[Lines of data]

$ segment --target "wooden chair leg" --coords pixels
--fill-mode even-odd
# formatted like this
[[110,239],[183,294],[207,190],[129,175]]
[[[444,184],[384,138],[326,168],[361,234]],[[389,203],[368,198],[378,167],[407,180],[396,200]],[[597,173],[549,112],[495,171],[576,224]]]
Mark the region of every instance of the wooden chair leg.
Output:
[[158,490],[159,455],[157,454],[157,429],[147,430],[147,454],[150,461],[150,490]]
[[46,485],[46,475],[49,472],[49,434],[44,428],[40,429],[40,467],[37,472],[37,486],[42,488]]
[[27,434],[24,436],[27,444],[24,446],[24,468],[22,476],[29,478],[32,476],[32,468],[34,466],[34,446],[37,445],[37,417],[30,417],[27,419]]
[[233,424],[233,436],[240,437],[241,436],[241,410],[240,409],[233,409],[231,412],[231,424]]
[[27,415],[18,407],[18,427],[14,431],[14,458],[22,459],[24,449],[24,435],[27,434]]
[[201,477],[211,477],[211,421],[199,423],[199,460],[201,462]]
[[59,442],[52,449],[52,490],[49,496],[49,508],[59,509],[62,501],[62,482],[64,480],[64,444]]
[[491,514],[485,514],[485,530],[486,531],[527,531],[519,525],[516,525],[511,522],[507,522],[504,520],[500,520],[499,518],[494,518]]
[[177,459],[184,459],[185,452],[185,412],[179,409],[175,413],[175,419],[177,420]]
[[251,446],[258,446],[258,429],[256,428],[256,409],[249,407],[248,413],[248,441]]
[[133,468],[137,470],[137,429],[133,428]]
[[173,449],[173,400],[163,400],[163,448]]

> **Task instructions**: Switch "wooden chair leg" to "metal table leg" wherever it occurs in the items above. Reproduce all the lines with nothing else changed.

> **Completed task**:
$ segment --target "metal table leg" --coords pixels
--fill-mode even-odd
# formatted like this
[[110,239],[183,294],[207,190],[129,175]]
[[[444,184],[384,138],[326,168],[361,234]],[[389,203],[368,198],[378,167],[407,180],[396,200]],[[597,173],[549,112],[495,171],[576,224]]]
Mark the region of every instance of the metal table leg.
Output:
[[158,490],[159,455],[157,454],[157,429],[147,430],[147,454],[150,461],[150,490]]
[[46,485],[46,475],[49,472],[49,434],[44,428],[40,429],[40,467],[37,472],[37,486],[42,488]]
[[27,434],[24,436],[27,444],[24,446],[24,468],[22,476],[29,478],[32,476],[32,468],[34,466],[34,446],[37,445],[37,417],[30,417],[27,419]]
[[233,424],[233,436],[240,437],[241,436],[241,410],[240,409],[233,409],[231,412],[231,424]]
[[27,415],[18,407],[18,427],[14,431],[14,458],[22,459],[24,449],[24,435],[27,434]]
[[201,477],[211,477],[211,421],[199,423],[199,460],[201,462]]
[[59,442],[52,449],[52,490],[49,496],[49,508],[59,509],[62,501],[62,482],[64,480],[64,444]]
[[491,514],[485,514],[485,530],[486,531],[527,531],[519,525],[516,525],[511,522],[507,522],[504,520],[500,520],[499,518],[494,518]]
[[177,459],[184,459],[185,452],[185,412],[179,409],[175,413],[175,419],[177,420]]
[[251,446],[258,446],[258,429],[256,428],[256,409],[249,407],[248,413],[248,441]]
[[133,468],[137,470],[137,429],[133,428]]
[[173,449],[173,400],[163,400],[163,448]]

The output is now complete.